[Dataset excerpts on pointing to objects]
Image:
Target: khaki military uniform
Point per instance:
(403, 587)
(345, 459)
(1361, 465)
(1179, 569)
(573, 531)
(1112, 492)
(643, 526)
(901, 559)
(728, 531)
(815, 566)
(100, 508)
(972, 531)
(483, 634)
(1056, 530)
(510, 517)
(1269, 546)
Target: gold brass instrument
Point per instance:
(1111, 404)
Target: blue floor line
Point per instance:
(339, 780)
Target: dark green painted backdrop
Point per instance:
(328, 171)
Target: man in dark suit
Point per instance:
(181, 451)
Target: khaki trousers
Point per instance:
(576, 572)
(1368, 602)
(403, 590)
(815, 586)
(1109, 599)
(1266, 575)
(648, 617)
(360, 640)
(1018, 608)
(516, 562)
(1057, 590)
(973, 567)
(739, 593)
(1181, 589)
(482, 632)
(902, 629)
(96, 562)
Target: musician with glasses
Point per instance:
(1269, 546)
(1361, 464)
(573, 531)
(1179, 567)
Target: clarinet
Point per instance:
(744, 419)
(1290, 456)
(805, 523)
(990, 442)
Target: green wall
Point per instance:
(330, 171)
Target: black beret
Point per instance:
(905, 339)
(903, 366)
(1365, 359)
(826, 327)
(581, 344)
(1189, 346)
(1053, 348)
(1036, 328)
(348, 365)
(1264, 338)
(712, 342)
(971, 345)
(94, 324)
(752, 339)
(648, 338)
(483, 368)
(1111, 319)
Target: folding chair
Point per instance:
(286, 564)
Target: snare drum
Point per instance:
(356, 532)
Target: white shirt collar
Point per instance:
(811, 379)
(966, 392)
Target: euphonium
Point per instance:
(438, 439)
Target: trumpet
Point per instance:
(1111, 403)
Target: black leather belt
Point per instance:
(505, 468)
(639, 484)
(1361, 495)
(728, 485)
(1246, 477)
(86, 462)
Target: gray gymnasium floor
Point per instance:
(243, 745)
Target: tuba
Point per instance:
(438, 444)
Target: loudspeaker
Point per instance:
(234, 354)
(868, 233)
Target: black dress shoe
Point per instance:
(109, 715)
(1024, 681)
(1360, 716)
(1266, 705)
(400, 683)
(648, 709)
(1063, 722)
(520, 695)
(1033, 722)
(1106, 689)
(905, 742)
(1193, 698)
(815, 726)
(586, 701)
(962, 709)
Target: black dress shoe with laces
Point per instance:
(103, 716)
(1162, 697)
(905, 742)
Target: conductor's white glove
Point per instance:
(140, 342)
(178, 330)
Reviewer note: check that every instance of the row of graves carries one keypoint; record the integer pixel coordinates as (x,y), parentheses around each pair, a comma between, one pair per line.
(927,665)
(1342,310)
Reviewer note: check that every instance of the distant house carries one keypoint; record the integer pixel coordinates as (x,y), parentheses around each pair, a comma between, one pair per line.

_Task goal_.
Rewrite all the items above as a numbered list, one line per entry, and omit any blank lines.

_Exercise solution_.
1. Image:
2. Target: khaki military uniform
3. Point per instance:
4. (403, 587)
5. (345, 459)
6. (1361, 465)
7. (1179, 569)
8. (573, 531)
9. (1112, 492)
10. (643, 526)
11. (901, 559)
12. (728, 531)
13. (815, 566)
14. (100, 508)
15. (972, 531)
16. (483, 634)
17. (1056, 530)
18. (510, 517)
19. (1269, 546)
20. Target: gold brass instrument
21. Point per instance:
22. (1111, 404)
23. Target: blue floor line
24. Point per instance:
25. (339, 780)
26. Target: dark green painted backdrop
27. Point per instance:
28. (328, 171)
29. Target: man in dark suit
30. Point per instance:
31. (181, 451)
32. Target: khaki trousers
33. Point per instance:
34. (576, 572)
35. (1368, 602)
36. (403, 590)
37. (815, 586)
38. (1109, 599)
39. (1266, 575)
40. (648, 617)
41. (360, 640)
42. (1018, 608)
43. (516, 562)
44. (1057, 590)
45. (973, 567)
46. (739, 593)
47. (1181, 589)
48. (482, 632)
49. (902, 629)
50. (96, 562)
51. Target: musician with glasses
52. Point per instance:
53. (1269, 546)
54. (1361, 464)
55. (573, 531)
56. (1179, 567)
57. Target: clarinet
58. Point per instance:
59. (744, 419)
60. (1290, 456)
61. (805, 523)
62. (990, 442)
63. Target: green wall
64. Point per instance:
65. (330, 171)
66. Target: black beret
67. Point per instance:
68. (905, 339)
69. (903, 366)
70. (1365, 359)
71. (826, 327)
72. (581, 344)
73. (1189, 346)
74. (1053, 348)
75. (1036, 328)
76. (348, 365)
77. (1264, 338)
78. (712, 342)
79. (971, 345)
80. (94, 324)
81. (752, 339)
82. (648, 338)
83. (483, 368)
84. (1111, 319)
85. Target: folding chair
86. Point per instance:
87. (286, 564)
88. Target: snare drum
89. Point per instance:
90. (356, 532)
91. Target: white shirt collar
92. Point per instance:
93. (811, 379)
94. (966, 392)
95. Target: euphonium
96. Point per instance:
97. (438, 439)
98. Target: trumpet
99. Point per instance:
100. (1111, 403)
101. Target: black leather belt
102. Point per instance:
103. (505, 468)
104. (639, 484)
105. (1361, 495)
106. (728, 485)
107. (1246, 477)
108. (86, 462)
109. Target: gray gymnasium floor
110. Point per instance:
111. (243, 745)
112. Target: tuba
113. Point per instance:
114. (438, 444)
115. Target: loudspeaker
116. Point per instance:
117. (234, 354)
118. (868, 233)
119. Target: black dress shoe
120. Point per instance:
121. (109, 715)
122. (1024, 681)
123. (1360, 716)
124. (1266, 705)
125. (400, 683)
126. (648, 709)
127. (1063, 722)
128. (520, 695)
129. (1033, 722)
130. (1106, 689)
131. (905, 742)
132. (1193, 698)
133. (815, 726)
134. (586, 701)
135. (962, 709)
136. Target: black dress shoe with laces
137. Point per instance:
138. (103, 716)
139. (1162, 697)
140. (905, 742)
141. Target: conductor's white glove
142. Point per instance:
143. (140, 342)
144. (178, 330)
145. Reviewer note: check that every instance of the row of graves carries one keypoint; record the integer pixel coordinates as (x,y), parentheses around each pair, a comma between, one pair per line.
146. (927,665)
147. (1342,310)
148. Reviewer note: check that every instance of the distant house carries one keypoint; record the integer pixel coordinates as (x,y), parentheses around each pair, a comma between, one pair per line.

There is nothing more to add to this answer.